** BEGIN **

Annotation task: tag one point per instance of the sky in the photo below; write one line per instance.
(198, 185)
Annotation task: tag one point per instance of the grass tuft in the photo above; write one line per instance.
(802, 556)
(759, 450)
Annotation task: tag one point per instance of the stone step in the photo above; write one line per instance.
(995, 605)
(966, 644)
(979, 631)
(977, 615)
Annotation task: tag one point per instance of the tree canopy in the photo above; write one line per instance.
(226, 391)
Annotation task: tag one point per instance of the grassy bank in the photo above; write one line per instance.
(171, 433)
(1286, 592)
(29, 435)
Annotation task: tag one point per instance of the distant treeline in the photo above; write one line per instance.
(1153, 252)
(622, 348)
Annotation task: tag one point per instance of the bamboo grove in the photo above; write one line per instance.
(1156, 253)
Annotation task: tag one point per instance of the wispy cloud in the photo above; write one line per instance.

** END **

Exercise requirements: Quote every one of the entries above word for word, keeping each on its own line.

Complete response:
Annotation task: tag one point per instance of the sky in the photo below; write one line per instance.
(198, 185)
Annotation task: tag one point per instance of the grass tuft in the photo above; write one line per instance.
(802, 556)
(759, 450)
Annotation task: tag one point per instance of the stone step in the photo above; write one line per instance.
(995, 605)
(966, 644)
(979, 631)
(977, 615)
Annotation task: tag one point per instance of the tree canopy in the photo above; write one line per instance.
(226, 391)
Annotation task: tag one point per instance of the grassy bank in the photo above; write one line per instance.
(171, 433)
(1286, 592)
(29, 435)
Annotation task: tag one point per instance of the distant treeline in the photo above; write one line per instance.
(1153, 252)
(622, 348)
Annotation task: tag one point per instance of the bamboo grove in the photo above; write one line per instance.
(1156, 253)
Annotation task: tag one point per instance of the wispy cloud in the photo above; write one line per instance.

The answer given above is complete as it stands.